Rows from a pointing dataset
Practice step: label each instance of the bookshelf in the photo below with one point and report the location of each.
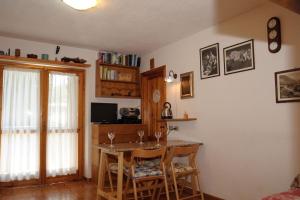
(117, 81)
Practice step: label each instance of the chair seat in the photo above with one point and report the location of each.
(113, 167)
(182, 168)
(143, 169)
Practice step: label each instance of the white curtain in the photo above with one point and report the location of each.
(62, 136)
(19, 152)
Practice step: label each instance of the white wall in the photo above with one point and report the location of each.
(91, 56)
(251, 144)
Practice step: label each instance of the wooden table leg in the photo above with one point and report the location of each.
(120, 176)
(101, 174)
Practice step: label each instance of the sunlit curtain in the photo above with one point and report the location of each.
(19, 152)
(62, 136)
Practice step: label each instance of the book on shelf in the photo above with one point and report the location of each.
(106, 57)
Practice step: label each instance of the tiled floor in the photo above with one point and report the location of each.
(59, 191)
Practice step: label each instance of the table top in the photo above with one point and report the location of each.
(125, 147)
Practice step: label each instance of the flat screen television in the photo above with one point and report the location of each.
(105, 113)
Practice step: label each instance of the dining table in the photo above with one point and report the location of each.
(118, 151)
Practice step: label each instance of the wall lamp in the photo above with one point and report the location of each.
(171, 77)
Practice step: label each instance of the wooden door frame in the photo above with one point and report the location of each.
(145, 76)
(44, 90)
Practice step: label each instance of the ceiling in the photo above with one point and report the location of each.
(137, 26)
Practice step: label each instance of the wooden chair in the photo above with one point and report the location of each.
(180, 172)
(147, 171)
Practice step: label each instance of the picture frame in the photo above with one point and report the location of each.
(209, 61)
(287, 86)
(187, 85)
(239, 57)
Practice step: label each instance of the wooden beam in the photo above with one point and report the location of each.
(293, 5)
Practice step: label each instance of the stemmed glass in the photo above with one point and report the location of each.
(141, 135)
(111, 136)
(158, 135)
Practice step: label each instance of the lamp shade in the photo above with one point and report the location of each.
(81, 4)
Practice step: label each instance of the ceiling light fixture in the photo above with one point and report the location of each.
(81, 4)
(172, 76)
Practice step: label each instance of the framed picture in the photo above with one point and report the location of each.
(239, 57)
(187, 85)
(287, 85)
(209, 61)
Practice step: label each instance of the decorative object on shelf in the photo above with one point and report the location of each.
(187, 85)
(17, 52)
(287, 84)
(171, 77)
(74, 60)
(274, 34)
(166, 112)
(115, 58)
(45, 56)
(32, 56)
(239, 57)
(209, 61)
(81, 4)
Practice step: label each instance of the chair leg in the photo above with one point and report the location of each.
(175, 182)
(166, 182)
(199, 187)
(134, 189)
(109, 176)
(154, 190)
(126, 187)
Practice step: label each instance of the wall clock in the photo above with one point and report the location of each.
(274, 34)
(156, 96)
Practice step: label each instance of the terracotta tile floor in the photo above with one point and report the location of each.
(60, 191)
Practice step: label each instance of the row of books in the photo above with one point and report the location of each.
(110, 74)
(119, 59)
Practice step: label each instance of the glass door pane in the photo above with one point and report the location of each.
(20, 125)
(62, 130)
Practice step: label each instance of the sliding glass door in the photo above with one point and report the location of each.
(20, 125)
(41, 124)
(62, 135)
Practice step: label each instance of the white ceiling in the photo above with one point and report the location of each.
(138, 26)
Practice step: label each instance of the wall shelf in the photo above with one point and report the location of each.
(40, 62)
(117, 81)
(177, 120)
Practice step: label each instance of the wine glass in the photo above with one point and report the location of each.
(111, 136)
(158, 135)
(141, 135)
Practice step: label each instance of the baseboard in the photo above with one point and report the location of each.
(211, 197)
(87, 179)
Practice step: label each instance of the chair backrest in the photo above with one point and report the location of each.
(149, 153)
(182, 151)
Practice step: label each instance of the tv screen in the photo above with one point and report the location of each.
(104, 112)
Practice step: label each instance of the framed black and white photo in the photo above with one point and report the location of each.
(209, 61)
(287, 84)
(187, 85)
(239, 57)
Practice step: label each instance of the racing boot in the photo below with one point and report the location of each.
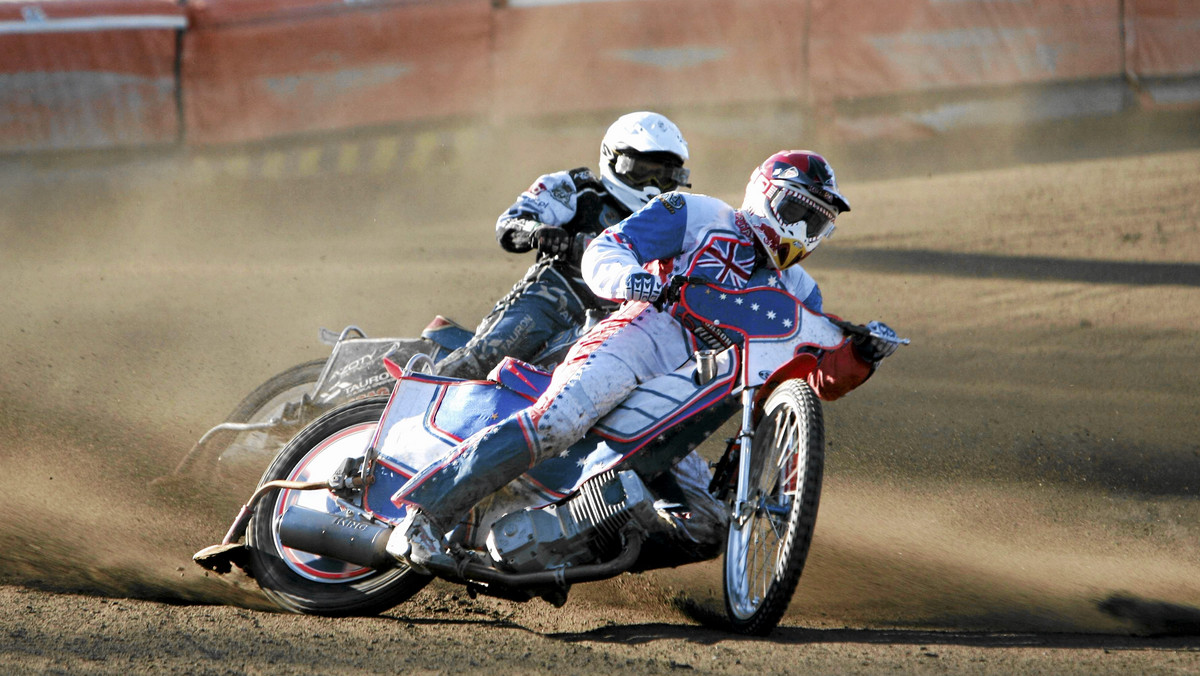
(418, 543)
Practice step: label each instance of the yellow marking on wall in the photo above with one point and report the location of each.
(385, 154)
(423, 150)
(348, 159)
(309, 162)
(238, 167)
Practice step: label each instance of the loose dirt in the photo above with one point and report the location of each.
(1014, 492)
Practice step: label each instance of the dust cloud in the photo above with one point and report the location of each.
(1029, 464)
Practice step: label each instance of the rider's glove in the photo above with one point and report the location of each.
(671, 292)
(642, 286)
(879, 345)
(552, 240)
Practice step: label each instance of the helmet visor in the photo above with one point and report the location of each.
(793, 208)
(643, 171)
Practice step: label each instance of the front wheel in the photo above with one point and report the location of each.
(767, 546)
(305, 582)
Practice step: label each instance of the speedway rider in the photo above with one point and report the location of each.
(791, 204)
(641, 156)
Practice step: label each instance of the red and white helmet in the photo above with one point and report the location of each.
(796, 197)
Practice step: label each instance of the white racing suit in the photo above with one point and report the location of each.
(552, 297)
(675, 233)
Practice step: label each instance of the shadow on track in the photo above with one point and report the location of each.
(1157, 626)
(1029, 268)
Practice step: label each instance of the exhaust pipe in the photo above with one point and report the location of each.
(365, 544)
(336, 537)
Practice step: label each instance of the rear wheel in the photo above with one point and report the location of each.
(767, 546)
(305, 582)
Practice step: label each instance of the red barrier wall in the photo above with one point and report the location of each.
(1163, 37)
(883, 47)
(259, 69)
(648, 53)
(88, 75)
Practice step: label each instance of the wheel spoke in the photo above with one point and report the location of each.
(767, 550)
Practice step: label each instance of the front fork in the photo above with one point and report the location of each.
(745, 438)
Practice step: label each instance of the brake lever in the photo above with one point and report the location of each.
(673, 291)
(861, 330)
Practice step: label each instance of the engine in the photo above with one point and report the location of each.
(585, 528)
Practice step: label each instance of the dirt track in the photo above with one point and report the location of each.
(1017, 491)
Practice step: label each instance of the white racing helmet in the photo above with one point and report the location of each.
(796, 197)
(641, 156)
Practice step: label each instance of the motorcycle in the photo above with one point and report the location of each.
(315, 532)
(239, 448)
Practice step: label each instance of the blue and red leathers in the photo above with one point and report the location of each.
(676, 233)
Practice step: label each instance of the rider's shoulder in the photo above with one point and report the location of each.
(585, 179)
(700, 207)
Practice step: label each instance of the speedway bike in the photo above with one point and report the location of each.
(315, 532)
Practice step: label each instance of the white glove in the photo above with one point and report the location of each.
(642, 286)
(877, 346)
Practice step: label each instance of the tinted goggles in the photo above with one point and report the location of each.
(643, 172)
(792, 207)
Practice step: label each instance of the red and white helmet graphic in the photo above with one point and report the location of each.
(796, 197)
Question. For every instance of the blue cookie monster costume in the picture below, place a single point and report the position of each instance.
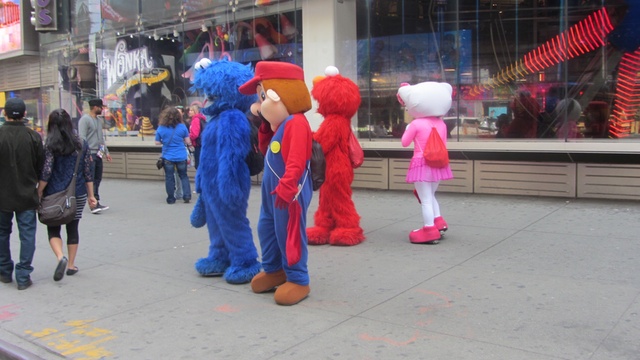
(223, 179)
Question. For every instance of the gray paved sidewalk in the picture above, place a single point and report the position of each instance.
(516, 278)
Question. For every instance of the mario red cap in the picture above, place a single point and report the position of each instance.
(267, 70)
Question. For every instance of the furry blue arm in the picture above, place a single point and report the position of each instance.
(233, 179)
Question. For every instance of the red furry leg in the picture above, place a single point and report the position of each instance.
(317, 235)
(346, 236)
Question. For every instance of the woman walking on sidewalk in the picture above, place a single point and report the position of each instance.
(173, 135)
(62, 147)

#### EXERCISE DIRECTIONS:
Set down every record once more, word for word, without pictures.

#### THE OUTPUT:
Practice step: label each instance of the bookshelf in the photo below with one point and report the location of each.
(117, 81)
Practice step: label each instance of the chair seat in the photo above with one point and report the location of each.
(113, 167)
(182, 168)
(143, 169)
Practice step: label each instance of the white curtain in the photo above with one point and report the location of each.
(62, 136)
(19, 152)
Practice step: label each instance of the white wall in the photo above with one point and report the location of each.
(91, 56)
(251, 144)
Practice step: label each instance of the wooden table leg in the photo above with one point and report the location of each.
(120, 176)
(101, 174)
Practice step: label each instance of the sunlit curtain in the photo above with one point and report the location of each.
(19, 152)
(62, 136)
Practice step: label each instance of the book on shelf in the photo above with one point and report the location of each.
(106, 57)
Practice step: label each instance of the tiled floor in the photo above with one point and report the location of each.
(59, 191)
Practice step: label each instance of the table top in the photo above with one point and report the location of each.
(125, 147)
Practice step: label each instance of the flat screen television in the photo above with one point and report the location of each.
(105, 113)
Practice step: label each instance of the dining table in the photo above with one point and report the location of each.
(118, 151)
Practice step: label each instance of the wall lamp in the photo above with one point and report the location of each.
(171, 77)
Practice step: label each instance of the wooden door frame in the photo above with one point and report the location of each.
(145, 76)
(44, 90)
Practice step: label each instance of the ceiling in the photo above with one point and report the location of each.
(137, 26)
Practice step: label each instance of the wooden chair in the photo above with one point and report the location of each.
(180, 172)
(147, 171)
Practice step: label each instance of the picture frame in the photo above with one point and report the location of each.
(209, 61)
(287, 86)
(187, 85)
(239, 57)
Practice step: label each instance of the wooden beam in the photo above with one point and report the location of each.
(293, 5)
Practice step: label each instance of the stemmed glass in the photo above with one point and report the location of each.
(141, 135)
(111, 136)
(158, 135)
Practice step: label each instance of the lamp shade in the photo above with one point and report the location of each.
(81, 4)
Practice step: label each instance of the ceiling light fixture in the photo above with one point and report the location of each.
(81, 4)
(172, 76)
Practice step: label each instance of the framed picture in the photo above with one point and report the location of each.
(239, 57)
(187, 85)
(287, 85)
(209, 61)
Practice step: label each instance of the decorative object on shelf in the photo above with one point and report the location of each.
(187, 85)
(17, 52)
(287, 84)
(171, 77)
(74, 60)
(274, 34)
(166, 112)
(115, 58)
(45, 56)
(32, 56)
(239, 57)
(209, 61)
(81, 4)
Practice step: label each instance of the chair leg in the photo above with one point and report the location of each.
(175, 182)
(166, 182)
(199, 187)
(134, 189)
(109, 176)
(154, 190)
(126, 187)
Practice step: label each instance of the wall clock in the photo above with one point and report the location of each.
(274, 34)
(156, 96)
Practice step: label each instance of the terracotta tile floor in the photo above with one point and report the location of each.
(60, 191)
Practice step: label each instance of the row of books in the photo above with one point and report the location of each.
(110, 74)
(119, 59)
Practice step: label each instance of the glass door pane in the photo above with one point and report the location of each.
(20, 125)
(62, 130)
Practice step: label each instance of the sliding glass door in the photo above with one point and report the location of each.
(20, 125)
(41, 124)
(62, 135)
Practice step: label each instance of the white ceiling in the photo above with one point and report the location of each.
(138, 26)
Practice step: label each instance of the wall shelf in the photo above with one point and report the location of each.
(40, 62)
(117, 81)
(177, 120)
Practice step: label each instance of the wine glass in the photo above with one point and report the location of each.
(111, 136)
(158, 135)
(141, 135)
Practice step: label each instance of the baseboard in the photo above with one point and report the location of each.
(211, 197)
(87, 179)
Practice step: label each instance of the chair backrest in the photo above with one point and report the location of each.
(149, 153)
(182, 151)
Practice step: label each instance of the tv screen in the photo above with one point and report the location of each.
(104, 112)
Practice step: label each instance of the framed black and white photo in the photo above with one point and report the location of each.
(209, 61)
(287, 84)
(187, 85)
(239, 57)
Practice step: label each instance of the racing boot in the photo below with one point and report the location of each.
(418, 543)
Practice step: label each instance of the yellow marking on wall in the photo above with one point and report the location of each.
(385, 154)
(423, 150)
(348, 159)
(309, 162)
(238, 167)
Practice step: label each instance of the loose dirt in the photo above with one point and report the location of each.
(1014, 492)
Practice step: label each instance of the dust cloud in the photo above with one point and report the location of each.
(1029, 464)
Practice step: label each instance of the rider's glove in the photo above with one point and report the location of each.
(671, 292)
(642, 286)
(879, 345)
(552, 240)
Practice step: label each instance of the helmet visor in the photo above with one point and report the location of each.
(793, 208)
(643, 171)
Practice step: label each instance of the front wheel in the photo above with one point and report the location of each.
(767, 546)
(305, 582)
Practice step: label each instance of the speedway rider in the photo above with one point and report the location of each.
(791, 204)
(641, 156)
Practice step: label each instance of the red and white helmet in the photo above with one point and report the location of each.
(796, 197)
Practice step: label each instance of the white racing suit in the photo above with one point and report the location of each.
(552, 297)
(675, 233)
Practice step: label each instance of the shadow on track in the photo above with one point and report the location of each.
(1157, 626)
(1029, 268)
Practice step: label each instance of the exhaust pipe in the photo above with one point and report the location of each.
(365, 544)
(336, 537)
Practice step: label each instance of the rear wheel in the photo above with one point and report the location of each.
(767, 546)
(305, 582)
Practice step: label each instance of the red barrier wall in the photo above with one point and report the location of each.
(1163, 37)
(883, 47)
(259, 69)
(648, 53)
(88, 75)
Practice step: label each instance of the wheel spoke in the photo above with one point and report the location of each.
(767, 550)
Practice step: label each instance of the front fork in the photo above with one point and report the location of each.
(745, 438)
Practice step: label each instance of the brake lever in the photo above with one point and report the location of each.
(673, 291)
(861, 330)
Practice step: label each instance of the engine in the photo above with one point and report the location of each.
(585, 528)
Practice step: label each instance of the dirt track in the photo above with one point and report the location of each.
(1017, 491)
Practice step: label each instance of the white racing helmet in the photo above with one point and report the location of each.
(796, 197)
(641, 156)
Practice step: label each instance of the motorcycle in the photo above with one point and report the location of each.
(315, 532)
(239, 448)
Practice step: label each instance of the blue and red leathers in the photo above with one point and report the location of each.
(676, 233)
Practice step: label each instance of the rider's shoulder in the photo above with one point and report the location of each.
(585, 179)
(700, 207)
Practice step: label each instance of the speedway bike in the photo above with one point and report the location of each.
(315, 532)
Practice step: label each instance of the white glove in the photo above with one point and report the location of each.
(642, 286)
(877, 346)
Practice step: label each instance of the tinted goggles in the photo above with one point and report the location of each.
(643, 172)
(792, 207)
Practice step: label each instance of the red and white helmet graphic in the photo above with one point and report the location of each.
(796, 197)
Question. For every instance of the blue cookie monster costume in the picture below, place a single point and report the position of each instance.
(223, 179)
Question. For every instance of the gray paved sidewalk in the picture above, place a single point and report the position of each instance.
(516, 278)
Question. For every instance of the mario red cap in the picture above, place a single point and report the position of each instance.
(267, 70)
Question. For every instance of the furry blue arm in the picture above, place a single point and report the position of each instance.
(233, 179)
Question. For every instance of the red furry leg in the picture above, place a single point and report the position of each instance.
(317, 235)
(346, 236)
Question. For every instance of the woman walking on sidewalk in the picture above, place a single point and report the position of each instance.
(173, 135)
(62, 147)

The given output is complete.